* 问题说明
请把下方关于外婆老房子的文章中以“再长大一点”开头的整段改写得更简短，保留其主要事实。

时常追问自己,什么是记忆的圆心?其实它应该就是,当浩浩汤汤的记忆如洪潮般涌来时,你仍然记得那缕流入大海的最初源头,不忘初心。
我喜欢搜集从小到大收到的卡片,舍不得丢掉每一件旧的东西,看到街边的手工皮鞋店就会情不自禁地想起儿时的小伙伴……他们说我是个怀旧的人,而我只不过想要留住生命中的点点滴滴,成为一个有记忆的人。
我记忆的圆心来源于外婆的老房子。它就像我命中的一座灯塔,无论是呆在里面还是远远的看着,都觉得心安。
小时候,觉得房子很大很大,它有那么多的房间,堆满了许许多多的东西。有我在城里从来没有见过的大石磨,有盛水用的被养活了的大水缸,还有一只我不敢进去的黑屋子角落里闲置的木风簸……老屋正屋中央有一个高高的香火台,台上摆放着一个铜质的小鼎,初一十五总是会插上香,它下边的红布上用墨写着四个正楷“太白家风”,起风大时常常把它吹得飘起来。外婆常在香火台下用两个类似牛角的木头打卦,那时我总是很神圣的站在旁边,一动也不敢动。总是很清晰得记得,每隔一段时间,家里就会来好多人,她们把五花大绑的大公鸡扔进围兜里叫接财,大晚上的一群人咿咿呀呀边唱边跳,还一边哭一边笑。每到那个时候晚上都会做噩梦,梦到死去的人,夜里不敢睁开眼死死的闭着。再和一些类似《西游记》的神魔小说联系起来,我总觉得她们这么做是对的。我告诉我自己,只要做个乖孩子,观音菩萨就会实现我的愿望。后来,发现我的愿望并没有得到实现,我怀疑是这个世界上许愿的人太多了菩萨恰好错过了我的,然而我并不放弃,我希望能够再运气好一些,遇到一颗流星,我就直接许愿。夏天的夜晚,喜欢和家人一起坐在夜来香的树下乘凉,李子树的果子结了好多,妈妈说有围墙的院子里夏夜会有萤火虫。浓郁的花香下外婆喜欢给我们讲故事,一遍一遍听下来也不觉得烦。这个世界怎么那么大。
再长大一点,突然爱上了青瓦白墙,喜欢上了看书,觉得那样才是我要的生活。下雨天的时候坐在门口,看着雨滴落下砸在地面,屋檐水装满小桶,听着雨声一个人发呆。外婆还是不厌其烦的一有时间就会给我讲故事,不断的重复着她的历史,她以为我还是曾经那个没有长大的孩子。而我渐渐把她的观点看做井底之蛙的见解,常常站出来反驳她,气得她话也说不出来,我还一个人偷偷自得其乐,有种说不出的胜利感。我开始不相信这世上有鬼神这一说,知道他们是人们臆造的,根本不存在。我不再畏惧“权威”,原来这就是知识的力量!外婆因为病痛的折磨,脾气变得越来越古怪,我因为读了一点书也绝不认输。我们在老房子里相互咒骂,大声的吼叫和哭泣时常充斥着屋子。她骂我没大没小,我说她倚老卖老,鼠目寸光。吵过架后,我就一个人躲在老屋旁满是绿荫的李子树下,想再也不回去了。这个世界就这么大,但我不回家又能去哪里呢?

* 所给材料
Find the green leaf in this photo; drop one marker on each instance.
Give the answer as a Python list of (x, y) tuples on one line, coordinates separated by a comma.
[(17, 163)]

* 本题结果
再长大一点后，我爱上了青瓦白墙和看书，下雨天常坐在门口看雨、发呆。外婆仍然一有时间就给我讲故事，不断重复她的历史。我却把她的观点看作井底之蛙的见解，常常反驳她，并暗自得意。我不再相信鬼神，也不再畏惧“权威”。外婆受病痛折磨，脾气越来越古怪，我也绝不认输。我们在老房子里相互咒骂，屋里时常充斥着吼叫和哭泣。吵架后我躲到老屋旁的李子树下，想再也不回去，却又不知道不回家还能去哪里。